Extract, exactly as written, all lines of the material below from the line that includes "the white ceiling" through its last line.

(Data records)
----------

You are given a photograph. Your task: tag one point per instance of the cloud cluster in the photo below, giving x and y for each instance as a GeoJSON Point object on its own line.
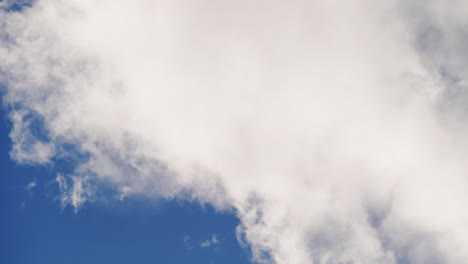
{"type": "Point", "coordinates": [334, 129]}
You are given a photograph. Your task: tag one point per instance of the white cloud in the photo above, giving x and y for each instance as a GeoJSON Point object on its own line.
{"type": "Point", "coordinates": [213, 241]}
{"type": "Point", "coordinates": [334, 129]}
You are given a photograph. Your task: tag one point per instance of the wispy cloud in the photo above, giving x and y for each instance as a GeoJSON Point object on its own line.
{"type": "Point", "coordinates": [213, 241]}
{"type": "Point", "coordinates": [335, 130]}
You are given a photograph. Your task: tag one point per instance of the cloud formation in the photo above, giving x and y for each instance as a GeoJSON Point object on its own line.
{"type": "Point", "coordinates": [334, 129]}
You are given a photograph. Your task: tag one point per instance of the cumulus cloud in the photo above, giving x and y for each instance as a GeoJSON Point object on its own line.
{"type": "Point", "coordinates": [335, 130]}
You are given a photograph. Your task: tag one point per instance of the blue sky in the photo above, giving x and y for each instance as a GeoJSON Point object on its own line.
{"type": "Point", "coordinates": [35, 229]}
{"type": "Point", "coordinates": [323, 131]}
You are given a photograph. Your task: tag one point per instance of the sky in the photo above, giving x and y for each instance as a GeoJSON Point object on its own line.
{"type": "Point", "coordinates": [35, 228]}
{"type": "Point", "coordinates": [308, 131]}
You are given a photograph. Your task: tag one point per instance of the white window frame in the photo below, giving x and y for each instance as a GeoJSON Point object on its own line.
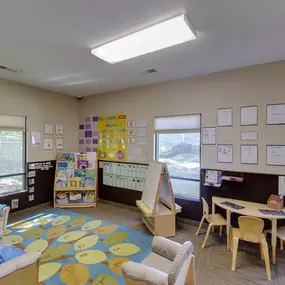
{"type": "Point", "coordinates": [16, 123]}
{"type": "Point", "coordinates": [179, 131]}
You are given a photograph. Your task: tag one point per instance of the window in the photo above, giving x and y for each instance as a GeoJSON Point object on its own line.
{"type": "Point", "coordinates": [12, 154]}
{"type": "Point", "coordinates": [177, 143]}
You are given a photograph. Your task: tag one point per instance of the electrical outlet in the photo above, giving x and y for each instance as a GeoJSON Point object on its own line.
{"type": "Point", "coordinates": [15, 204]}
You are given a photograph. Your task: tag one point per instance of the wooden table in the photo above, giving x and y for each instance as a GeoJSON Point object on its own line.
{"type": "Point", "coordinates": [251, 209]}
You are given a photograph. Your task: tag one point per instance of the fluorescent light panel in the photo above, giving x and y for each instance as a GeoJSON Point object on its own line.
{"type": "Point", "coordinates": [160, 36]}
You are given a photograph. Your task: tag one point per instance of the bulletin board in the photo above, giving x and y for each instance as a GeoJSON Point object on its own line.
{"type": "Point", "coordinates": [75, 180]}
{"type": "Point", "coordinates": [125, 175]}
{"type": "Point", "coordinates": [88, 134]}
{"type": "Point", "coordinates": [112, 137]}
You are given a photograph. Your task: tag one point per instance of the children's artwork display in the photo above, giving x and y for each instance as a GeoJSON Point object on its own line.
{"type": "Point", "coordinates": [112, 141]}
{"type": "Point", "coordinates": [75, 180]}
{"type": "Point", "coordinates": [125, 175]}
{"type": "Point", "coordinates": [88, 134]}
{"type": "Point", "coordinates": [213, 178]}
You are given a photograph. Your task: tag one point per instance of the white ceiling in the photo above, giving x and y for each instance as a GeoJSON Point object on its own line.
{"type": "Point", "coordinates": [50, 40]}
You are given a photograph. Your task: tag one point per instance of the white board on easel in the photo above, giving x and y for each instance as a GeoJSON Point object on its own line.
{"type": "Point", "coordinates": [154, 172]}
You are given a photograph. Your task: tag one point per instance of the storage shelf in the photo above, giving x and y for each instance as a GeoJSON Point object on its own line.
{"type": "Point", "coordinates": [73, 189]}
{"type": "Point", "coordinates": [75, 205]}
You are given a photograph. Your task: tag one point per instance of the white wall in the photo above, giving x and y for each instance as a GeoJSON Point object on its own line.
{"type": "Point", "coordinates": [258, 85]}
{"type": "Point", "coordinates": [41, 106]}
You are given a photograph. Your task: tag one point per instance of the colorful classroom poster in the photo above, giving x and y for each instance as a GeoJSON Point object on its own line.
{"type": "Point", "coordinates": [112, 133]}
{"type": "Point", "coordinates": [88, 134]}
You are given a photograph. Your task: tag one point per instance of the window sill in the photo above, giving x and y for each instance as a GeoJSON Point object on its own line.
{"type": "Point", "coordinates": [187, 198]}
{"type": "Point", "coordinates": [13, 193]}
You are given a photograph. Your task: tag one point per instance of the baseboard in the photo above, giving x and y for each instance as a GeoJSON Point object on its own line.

----------

## [Exercise response]
You are given a photograph. Your task: tag one point per instance of the white ceiling in the photo above, giving x and y for each instance as a GeoJSON Point object on its own line.
{"type": "Point", "coordinates": [50, 40]}
You are given a photograph. Your task: tag one point per instance of the white board on easel in the photo above, giving x and y for each instance as a GeoJSON Point object on its own line.
{"type": "Point", "coordinates": [154, 172]}
You are given a photograph. Your task: tag one point per instance of the storage shelf in the photo above, giving x and y for each instance as a GeoJSON Point object on its own line.
{"type": "Point", "coordinates": [73, 189]}
{"type": "Point", "coordinates": [75, 205]}
You are given a photograph. Your task: tag one point per instance of the white wall in the photo above, giving x and y for each instance as a GeoJSON Point object on its own line.
{"type": "Point", "coordinates": [258, 85]}
{"type": "Point", "coordinates": [41, 106]}
You are given a photograph. Your task: tag one point per instance of the colorful classroom poster in the photo above, giving x and y for each instance as a GeoJSON Point object on its own line.
{"type": "Point", "coordinates": [112, 133]}
{"type": "Point", "coordinates": [88, 134]}
You are given a photograph. Your task: tag one point per instance of the window sill in the photo above, giving x and y for each instance as a GeoJSON Point object on its own line.
{"type": "Point", "coordinates": [187, 198]}
{"type": "Point", "coordinates": [13, 193]}
You are given a photograph. Your task: tag one point per instance of the baseboard in the photo above, giving x and y for each instance as a GeoJSON Point object on its own line.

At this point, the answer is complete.